**Requirement**
In this data, count the lines in which "below" appears and give only that number.

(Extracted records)
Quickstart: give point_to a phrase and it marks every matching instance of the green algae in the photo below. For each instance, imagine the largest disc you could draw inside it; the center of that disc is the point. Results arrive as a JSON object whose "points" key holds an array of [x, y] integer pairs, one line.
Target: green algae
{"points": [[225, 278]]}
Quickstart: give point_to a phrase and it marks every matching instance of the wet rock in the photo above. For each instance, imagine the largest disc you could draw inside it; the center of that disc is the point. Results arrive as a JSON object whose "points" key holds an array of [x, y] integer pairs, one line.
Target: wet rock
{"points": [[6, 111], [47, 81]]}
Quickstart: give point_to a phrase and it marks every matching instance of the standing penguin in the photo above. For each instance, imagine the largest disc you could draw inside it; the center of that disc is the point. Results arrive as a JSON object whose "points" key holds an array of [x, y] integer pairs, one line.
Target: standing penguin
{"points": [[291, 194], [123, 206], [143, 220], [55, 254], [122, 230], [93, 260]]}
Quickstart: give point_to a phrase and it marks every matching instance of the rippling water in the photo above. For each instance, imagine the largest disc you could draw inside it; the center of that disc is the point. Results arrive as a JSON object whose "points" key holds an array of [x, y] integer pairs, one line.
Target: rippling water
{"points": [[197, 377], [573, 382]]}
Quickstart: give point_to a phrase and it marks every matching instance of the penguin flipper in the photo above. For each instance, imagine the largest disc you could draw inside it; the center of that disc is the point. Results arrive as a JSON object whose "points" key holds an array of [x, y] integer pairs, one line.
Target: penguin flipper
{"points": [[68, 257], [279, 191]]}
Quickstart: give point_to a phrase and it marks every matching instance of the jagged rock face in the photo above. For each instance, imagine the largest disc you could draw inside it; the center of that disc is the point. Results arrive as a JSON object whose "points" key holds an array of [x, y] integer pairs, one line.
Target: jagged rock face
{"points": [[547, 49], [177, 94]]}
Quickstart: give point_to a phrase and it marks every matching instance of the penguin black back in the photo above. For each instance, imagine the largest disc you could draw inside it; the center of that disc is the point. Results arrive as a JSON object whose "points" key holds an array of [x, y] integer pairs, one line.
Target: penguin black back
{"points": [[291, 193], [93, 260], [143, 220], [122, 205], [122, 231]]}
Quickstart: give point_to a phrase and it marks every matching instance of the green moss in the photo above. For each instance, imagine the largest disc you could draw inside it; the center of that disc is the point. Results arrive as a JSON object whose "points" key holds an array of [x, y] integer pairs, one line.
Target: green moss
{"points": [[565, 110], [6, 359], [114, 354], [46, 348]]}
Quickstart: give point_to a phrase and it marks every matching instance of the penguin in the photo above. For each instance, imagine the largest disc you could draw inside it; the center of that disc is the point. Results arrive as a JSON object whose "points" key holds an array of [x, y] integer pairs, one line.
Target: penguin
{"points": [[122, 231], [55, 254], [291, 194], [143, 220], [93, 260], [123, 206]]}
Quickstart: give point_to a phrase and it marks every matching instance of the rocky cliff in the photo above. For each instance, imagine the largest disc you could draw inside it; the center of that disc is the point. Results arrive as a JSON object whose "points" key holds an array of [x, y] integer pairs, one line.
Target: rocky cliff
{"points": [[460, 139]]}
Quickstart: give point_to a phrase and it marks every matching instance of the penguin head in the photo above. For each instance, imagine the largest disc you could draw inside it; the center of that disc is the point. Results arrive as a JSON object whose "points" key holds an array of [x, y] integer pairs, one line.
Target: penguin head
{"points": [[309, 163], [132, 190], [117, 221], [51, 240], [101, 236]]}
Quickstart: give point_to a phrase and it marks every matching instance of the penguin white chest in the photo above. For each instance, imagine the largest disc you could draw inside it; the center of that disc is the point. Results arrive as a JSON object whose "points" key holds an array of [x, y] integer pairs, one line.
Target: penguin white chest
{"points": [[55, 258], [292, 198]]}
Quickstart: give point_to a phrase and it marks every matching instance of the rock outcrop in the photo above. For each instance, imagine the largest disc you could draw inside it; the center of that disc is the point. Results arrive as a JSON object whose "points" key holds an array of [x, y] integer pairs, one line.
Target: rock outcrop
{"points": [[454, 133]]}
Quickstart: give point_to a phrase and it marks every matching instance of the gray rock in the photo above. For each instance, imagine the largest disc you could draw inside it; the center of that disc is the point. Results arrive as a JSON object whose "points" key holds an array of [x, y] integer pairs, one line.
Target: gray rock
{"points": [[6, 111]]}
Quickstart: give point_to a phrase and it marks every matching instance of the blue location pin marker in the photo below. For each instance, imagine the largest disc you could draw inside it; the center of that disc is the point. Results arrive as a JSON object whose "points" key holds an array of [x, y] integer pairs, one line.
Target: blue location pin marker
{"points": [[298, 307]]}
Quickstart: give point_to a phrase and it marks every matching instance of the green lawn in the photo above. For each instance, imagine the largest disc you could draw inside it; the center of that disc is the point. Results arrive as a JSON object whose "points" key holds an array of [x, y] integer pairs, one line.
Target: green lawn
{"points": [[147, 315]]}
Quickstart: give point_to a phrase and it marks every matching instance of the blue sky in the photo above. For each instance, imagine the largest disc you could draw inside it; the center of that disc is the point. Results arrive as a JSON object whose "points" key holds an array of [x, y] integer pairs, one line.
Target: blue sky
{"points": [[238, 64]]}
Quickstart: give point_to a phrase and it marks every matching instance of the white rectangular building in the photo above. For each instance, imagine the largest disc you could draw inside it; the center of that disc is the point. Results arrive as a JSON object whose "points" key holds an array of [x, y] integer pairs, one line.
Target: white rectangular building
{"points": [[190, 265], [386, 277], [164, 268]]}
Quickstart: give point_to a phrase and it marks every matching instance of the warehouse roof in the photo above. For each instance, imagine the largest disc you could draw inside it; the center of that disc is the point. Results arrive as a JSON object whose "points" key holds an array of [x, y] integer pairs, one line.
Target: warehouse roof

**Output for this exercise**
2